If you want to get into Classic Christianity, then the Church Fathers are essential! These are the theologians, liturgists, monks, et al, who lived in the first centuries of Christianity and helped work through the major doctrines of the faith, establish church order & canon law, see the formation of the New Testament canon and much more!
Below are primarily English language resources, although at the very end I give links to them in the original where available. First are some more general websites, then where to find Latin Fathers, then Greek Fathers, then Syriac & Coptic resources. In the interests of something akin to brevity, we end ‘the Fathers’ with the typical choices of John of Damascus (d. 749) in the East, and Isidore of Seville (d. 636) in the West. I hope to maintain this page as time goes on — feel free to direct me to sources not otherwise listed! Remember, though, if I know it is included in the ‘General Internet Resources’, I won’t list it separately.
General Internet Resources
The Ante-Nicene Fathers & Nicene and Post-Nicene Fathers. This is the most common series of the Church Fathers, from the Victorian era. The link is to the Christian Classics Ethereal Library, but the content is the same as at New Advent. Here you can find the major Fathers such as Ignatius of Antioch, Tertullian, Origen, Augustine of Hippo, John Chrysostom, Ambrose of Milan, and many more.

=====

INSTRUCTIONS -
• 1. Answer these questions about the Church Fathers resource guide:
(a) Which two figures close the guide's coverage of "the Fathers," and which region does each represent?
(b) From what era does the most common series of the Church Fathers come?
(c) To which library does the link for that series point?
• 2. In the Church Fathers resource guide, turn the paragraph beginning "Below are primarily English language resources" into a short bulleted list that keeps its main facts.

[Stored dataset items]
=====

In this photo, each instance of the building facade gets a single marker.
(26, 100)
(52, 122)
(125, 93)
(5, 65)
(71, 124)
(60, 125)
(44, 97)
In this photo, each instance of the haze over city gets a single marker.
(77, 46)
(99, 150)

=====

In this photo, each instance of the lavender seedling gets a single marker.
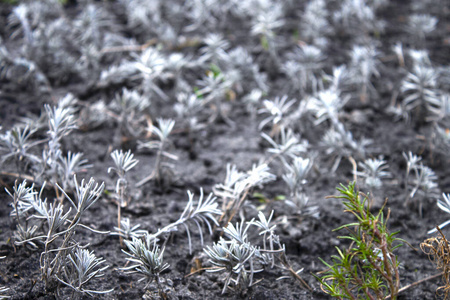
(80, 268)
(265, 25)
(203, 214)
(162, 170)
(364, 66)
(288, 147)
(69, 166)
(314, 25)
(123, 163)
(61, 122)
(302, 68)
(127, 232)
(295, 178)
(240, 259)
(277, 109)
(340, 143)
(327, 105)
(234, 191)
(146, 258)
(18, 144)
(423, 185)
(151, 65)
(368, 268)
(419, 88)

=====

RESULTS OF THE EXERCISE -
• 1.
(a) John of Damascus (d. 749) in the East and Isidore of Seville (d. 636) in the West.
(b) The Victorian era.
(c) The Christian Classics Ethereal Library.

• 2.
- The resources are mainly in English. Links to the original-language texts, where available, come at the very end.
- The order is general websites, then Latin Fathers, then Greek Fathers, then Syriac and Coptic resources.
- For brevity, "the Fathers" end with John of Damascus (d. 749) in the East and Isidore of Seville (d. 636) in the West.
- The page is meant to be maintained over time, and readers may suggest sources not yet listed.
- Anything known to be included in the "General Internet Resources" is not listed separately.